Top of INPUT MATERIAL

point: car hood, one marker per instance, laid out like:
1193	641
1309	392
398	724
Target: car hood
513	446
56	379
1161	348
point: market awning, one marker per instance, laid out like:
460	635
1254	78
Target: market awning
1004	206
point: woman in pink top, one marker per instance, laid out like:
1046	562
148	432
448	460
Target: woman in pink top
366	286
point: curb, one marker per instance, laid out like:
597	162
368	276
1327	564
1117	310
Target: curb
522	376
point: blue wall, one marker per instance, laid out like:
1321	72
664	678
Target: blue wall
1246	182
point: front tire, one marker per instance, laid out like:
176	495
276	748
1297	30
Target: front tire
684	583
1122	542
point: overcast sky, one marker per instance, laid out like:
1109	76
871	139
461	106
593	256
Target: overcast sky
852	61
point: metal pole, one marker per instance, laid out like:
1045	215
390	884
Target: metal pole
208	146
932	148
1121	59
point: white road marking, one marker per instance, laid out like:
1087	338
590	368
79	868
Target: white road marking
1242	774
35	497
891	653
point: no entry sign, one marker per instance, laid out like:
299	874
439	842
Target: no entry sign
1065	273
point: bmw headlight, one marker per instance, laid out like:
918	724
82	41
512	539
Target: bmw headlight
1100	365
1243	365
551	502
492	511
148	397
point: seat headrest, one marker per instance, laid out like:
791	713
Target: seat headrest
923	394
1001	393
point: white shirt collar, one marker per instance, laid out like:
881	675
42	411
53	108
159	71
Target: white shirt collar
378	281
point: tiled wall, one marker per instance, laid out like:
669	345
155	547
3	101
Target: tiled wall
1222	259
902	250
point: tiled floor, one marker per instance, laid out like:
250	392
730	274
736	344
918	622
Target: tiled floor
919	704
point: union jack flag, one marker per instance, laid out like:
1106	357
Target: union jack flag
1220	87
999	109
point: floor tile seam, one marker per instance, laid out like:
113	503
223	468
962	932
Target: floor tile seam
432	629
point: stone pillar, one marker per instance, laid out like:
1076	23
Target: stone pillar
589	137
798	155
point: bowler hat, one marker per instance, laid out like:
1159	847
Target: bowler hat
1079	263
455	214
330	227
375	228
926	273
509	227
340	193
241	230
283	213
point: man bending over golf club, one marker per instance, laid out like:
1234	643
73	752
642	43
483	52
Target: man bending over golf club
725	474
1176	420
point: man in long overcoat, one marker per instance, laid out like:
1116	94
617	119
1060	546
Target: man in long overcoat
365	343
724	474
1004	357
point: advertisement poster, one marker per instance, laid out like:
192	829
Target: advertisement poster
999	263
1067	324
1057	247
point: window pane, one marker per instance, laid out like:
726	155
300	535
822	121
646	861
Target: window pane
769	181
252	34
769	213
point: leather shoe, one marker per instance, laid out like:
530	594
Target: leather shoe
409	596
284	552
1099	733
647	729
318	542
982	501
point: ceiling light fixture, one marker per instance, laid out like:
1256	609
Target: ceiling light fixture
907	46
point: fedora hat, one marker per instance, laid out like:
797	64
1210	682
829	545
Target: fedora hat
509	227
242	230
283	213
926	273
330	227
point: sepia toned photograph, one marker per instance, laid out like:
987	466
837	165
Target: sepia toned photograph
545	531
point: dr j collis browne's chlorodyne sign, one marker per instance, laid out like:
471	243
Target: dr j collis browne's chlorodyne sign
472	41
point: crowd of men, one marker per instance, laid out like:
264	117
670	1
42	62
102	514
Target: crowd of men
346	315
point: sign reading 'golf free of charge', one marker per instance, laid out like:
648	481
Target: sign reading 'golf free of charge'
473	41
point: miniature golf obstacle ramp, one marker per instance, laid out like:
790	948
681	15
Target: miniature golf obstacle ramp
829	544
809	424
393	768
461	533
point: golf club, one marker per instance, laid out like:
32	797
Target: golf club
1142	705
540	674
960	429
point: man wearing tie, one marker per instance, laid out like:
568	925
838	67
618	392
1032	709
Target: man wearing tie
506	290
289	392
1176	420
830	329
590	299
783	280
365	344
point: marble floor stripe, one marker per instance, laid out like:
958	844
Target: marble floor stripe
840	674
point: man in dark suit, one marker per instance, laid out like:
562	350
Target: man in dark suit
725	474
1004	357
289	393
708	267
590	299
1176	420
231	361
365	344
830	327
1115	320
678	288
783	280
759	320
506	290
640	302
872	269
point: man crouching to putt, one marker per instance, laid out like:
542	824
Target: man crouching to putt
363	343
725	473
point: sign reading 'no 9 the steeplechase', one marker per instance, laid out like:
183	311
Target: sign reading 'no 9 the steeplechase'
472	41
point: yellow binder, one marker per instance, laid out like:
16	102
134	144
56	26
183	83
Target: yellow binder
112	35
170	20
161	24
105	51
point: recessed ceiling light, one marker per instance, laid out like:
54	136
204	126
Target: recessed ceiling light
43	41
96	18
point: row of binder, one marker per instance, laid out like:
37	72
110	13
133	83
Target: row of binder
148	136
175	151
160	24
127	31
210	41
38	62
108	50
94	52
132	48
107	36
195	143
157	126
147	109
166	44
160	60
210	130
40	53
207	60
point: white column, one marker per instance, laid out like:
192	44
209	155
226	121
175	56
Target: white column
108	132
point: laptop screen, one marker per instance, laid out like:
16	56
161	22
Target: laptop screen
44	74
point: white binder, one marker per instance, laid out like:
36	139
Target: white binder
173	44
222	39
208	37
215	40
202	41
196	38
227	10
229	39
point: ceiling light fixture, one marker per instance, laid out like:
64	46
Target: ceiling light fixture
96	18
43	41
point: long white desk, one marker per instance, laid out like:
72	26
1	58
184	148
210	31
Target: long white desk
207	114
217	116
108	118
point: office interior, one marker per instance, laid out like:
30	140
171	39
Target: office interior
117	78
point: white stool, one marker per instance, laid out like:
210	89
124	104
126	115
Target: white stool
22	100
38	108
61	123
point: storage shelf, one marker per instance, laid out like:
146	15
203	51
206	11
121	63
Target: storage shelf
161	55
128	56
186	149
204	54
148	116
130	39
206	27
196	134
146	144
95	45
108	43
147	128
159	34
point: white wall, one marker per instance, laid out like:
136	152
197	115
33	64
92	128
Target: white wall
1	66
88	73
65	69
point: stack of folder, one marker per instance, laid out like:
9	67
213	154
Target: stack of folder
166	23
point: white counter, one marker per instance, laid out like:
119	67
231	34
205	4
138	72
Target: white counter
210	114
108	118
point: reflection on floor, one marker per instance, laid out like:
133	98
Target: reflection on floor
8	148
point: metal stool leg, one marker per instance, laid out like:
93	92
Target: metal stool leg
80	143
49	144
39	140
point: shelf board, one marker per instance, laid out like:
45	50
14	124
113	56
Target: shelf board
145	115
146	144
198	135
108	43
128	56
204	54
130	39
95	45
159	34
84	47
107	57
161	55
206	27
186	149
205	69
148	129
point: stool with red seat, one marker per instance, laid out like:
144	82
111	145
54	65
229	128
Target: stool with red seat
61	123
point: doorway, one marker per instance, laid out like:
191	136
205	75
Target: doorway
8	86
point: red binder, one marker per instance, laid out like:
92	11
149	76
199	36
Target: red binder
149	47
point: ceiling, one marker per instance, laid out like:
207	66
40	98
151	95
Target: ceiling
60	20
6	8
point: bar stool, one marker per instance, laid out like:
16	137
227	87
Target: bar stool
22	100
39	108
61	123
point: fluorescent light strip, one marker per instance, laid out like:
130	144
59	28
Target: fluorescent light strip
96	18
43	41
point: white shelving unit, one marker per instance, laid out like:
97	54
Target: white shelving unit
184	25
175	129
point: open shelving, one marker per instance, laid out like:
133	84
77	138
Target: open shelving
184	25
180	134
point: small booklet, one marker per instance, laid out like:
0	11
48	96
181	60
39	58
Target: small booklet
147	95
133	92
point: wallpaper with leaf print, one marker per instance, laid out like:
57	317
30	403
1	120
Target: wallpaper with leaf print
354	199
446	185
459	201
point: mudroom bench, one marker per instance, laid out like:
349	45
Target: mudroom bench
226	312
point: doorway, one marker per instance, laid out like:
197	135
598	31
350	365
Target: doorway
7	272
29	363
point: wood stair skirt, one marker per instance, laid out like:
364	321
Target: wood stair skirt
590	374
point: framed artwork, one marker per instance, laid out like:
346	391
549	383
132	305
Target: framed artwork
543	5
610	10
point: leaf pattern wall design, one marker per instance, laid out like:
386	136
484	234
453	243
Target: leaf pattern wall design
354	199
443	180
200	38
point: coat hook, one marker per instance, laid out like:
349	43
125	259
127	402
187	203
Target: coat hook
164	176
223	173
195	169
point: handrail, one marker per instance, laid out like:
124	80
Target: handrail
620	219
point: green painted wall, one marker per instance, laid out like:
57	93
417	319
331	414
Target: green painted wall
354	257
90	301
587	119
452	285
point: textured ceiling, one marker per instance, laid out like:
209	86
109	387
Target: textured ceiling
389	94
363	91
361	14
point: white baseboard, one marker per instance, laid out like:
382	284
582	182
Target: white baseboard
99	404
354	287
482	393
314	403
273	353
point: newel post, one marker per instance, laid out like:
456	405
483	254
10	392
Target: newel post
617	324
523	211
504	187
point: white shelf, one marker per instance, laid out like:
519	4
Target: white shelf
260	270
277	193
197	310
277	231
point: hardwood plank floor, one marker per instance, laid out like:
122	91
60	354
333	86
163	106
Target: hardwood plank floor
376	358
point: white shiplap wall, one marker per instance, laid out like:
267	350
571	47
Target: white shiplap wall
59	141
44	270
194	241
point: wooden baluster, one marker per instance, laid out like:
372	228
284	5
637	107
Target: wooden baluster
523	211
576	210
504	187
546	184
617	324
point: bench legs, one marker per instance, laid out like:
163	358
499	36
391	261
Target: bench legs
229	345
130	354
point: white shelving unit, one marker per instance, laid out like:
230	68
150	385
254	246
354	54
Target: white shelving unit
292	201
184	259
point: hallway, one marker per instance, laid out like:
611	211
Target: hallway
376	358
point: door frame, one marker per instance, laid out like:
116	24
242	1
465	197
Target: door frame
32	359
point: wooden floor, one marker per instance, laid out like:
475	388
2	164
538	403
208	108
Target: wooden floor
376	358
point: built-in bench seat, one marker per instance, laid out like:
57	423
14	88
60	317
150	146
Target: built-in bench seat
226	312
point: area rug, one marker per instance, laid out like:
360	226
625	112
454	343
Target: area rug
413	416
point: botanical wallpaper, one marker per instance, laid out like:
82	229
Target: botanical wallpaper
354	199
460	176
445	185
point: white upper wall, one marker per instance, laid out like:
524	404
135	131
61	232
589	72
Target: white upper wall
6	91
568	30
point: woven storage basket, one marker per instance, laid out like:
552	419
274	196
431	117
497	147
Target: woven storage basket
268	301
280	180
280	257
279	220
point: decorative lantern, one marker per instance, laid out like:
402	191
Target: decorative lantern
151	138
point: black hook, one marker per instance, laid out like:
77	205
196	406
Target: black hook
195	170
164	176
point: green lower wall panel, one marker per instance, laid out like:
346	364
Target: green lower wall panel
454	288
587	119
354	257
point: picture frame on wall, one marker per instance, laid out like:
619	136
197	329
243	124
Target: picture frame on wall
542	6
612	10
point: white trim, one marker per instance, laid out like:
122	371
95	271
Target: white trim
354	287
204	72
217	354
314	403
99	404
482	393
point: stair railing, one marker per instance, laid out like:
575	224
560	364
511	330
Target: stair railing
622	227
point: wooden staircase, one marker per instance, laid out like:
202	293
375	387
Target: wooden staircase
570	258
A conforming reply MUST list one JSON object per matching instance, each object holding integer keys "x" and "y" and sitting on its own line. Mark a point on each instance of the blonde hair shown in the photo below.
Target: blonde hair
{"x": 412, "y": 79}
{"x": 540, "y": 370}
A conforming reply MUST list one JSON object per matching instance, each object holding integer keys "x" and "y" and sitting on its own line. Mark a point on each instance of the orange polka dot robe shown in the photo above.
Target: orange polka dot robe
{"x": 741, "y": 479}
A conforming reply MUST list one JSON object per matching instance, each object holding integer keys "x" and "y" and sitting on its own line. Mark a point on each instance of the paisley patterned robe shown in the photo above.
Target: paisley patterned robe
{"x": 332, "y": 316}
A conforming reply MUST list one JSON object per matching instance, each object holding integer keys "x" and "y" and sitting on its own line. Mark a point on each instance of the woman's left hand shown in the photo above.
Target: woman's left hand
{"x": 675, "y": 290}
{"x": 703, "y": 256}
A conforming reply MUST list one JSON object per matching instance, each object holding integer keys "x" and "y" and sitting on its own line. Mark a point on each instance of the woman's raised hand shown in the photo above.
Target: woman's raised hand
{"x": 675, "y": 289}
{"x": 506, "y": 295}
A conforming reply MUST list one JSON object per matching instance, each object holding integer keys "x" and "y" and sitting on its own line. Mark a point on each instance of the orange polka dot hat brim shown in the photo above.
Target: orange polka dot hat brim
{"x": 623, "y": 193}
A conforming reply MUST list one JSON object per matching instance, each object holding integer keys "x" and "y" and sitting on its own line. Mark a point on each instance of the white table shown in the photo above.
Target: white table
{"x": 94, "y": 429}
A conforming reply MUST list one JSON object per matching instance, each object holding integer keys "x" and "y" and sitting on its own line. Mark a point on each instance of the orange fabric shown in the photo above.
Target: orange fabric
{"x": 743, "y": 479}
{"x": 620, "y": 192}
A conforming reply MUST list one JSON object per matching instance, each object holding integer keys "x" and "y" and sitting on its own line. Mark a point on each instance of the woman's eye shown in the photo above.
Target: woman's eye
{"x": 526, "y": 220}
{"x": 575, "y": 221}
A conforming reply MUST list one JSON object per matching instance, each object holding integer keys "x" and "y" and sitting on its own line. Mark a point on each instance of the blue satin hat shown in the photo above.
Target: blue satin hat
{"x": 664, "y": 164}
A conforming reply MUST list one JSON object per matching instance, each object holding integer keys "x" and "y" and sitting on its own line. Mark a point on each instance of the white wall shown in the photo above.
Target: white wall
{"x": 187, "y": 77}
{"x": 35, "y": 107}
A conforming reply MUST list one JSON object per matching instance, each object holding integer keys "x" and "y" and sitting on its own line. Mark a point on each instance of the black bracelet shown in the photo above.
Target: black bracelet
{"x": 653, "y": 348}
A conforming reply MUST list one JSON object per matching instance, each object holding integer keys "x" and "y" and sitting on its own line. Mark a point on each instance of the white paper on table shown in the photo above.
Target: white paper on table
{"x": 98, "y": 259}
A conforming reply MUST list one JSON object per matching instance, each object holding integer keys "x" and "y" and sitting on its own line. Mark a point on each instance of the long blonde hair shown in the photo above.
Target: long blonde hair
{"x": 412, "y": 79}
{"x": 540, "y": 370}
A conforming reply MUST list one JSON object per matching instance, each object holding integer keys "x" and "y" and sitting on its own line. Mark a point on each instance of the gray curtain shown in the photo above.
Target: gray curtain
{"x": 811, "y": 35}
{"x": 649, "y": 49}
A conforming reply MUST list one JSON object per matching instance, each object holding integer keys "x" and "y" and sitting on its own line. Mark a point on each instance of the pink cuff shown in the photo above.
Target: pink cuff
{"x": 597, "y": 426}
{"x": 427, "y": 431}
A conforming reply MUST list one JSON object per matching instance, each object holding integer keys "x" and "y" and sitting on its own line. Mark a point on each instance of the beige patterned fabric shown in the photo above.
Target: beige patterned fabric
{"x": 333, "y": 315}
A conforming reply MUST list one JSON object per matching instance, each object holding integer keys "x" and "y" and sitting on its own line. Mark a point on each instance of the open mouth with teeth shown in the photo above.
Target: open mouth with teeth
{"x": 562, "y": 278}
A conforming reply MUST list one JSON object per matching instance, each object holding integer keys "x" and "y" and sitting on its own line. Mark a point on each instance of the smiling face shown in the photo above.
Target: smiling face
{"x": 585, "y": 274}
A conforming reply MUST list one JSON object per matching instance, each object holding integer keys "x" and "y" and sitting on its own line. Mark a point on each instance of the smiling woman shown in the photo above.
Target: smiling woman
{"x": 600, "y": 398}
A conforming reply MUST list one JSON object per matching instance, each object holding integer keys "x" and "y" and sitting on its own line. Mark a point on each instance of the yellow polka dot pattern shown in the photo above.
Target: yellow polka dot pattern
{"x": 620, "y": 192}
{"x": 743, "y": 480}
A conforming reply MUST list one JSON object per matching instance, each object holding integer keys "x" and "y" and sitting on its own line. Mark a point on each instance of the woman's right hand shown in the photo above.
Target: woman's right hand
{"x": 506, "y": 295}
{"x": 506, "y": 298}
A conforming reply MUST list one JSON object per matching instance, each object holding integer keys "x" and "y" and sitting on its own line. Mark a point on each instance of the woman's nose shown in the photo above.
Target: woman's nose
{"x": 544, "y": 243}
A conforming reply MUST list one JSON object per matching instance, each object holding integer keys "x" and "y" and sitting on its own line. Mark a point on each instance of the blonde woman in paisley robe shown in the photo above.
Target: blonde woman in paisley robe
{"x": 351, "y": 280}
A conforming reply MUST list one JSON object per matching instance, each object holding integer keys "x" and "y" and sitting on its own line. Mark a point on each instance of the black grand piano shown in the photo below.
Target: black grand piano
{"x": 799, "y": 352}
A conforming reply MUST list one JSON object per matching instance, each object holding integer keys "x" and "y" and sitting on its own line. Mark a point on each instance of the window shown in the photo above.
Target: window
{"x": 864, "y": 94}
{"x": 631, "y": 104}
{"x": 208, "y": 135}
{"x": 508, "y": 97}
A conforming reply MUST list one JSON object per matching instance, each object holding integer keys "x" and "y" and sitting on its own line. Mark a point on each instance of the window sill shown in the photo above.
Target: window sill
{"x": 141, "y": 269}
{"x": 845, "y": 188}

Bottom of INPUT MATERIAL

"below" is the word to look for; copy every line of the data that has it.

A conforming reply MUST list one JSON object per matching instance, each object holding integer keys "x" and "y" and sitting on its own line. Mark a point on each instance of the blonde hair shown in the photo below.
A conforming reply MUST list one JSON object per matching instance, each object holding integer keys "x" and "y" and sitting on its own line. Mark a point on each instance of the black grand piano shown in the photo below.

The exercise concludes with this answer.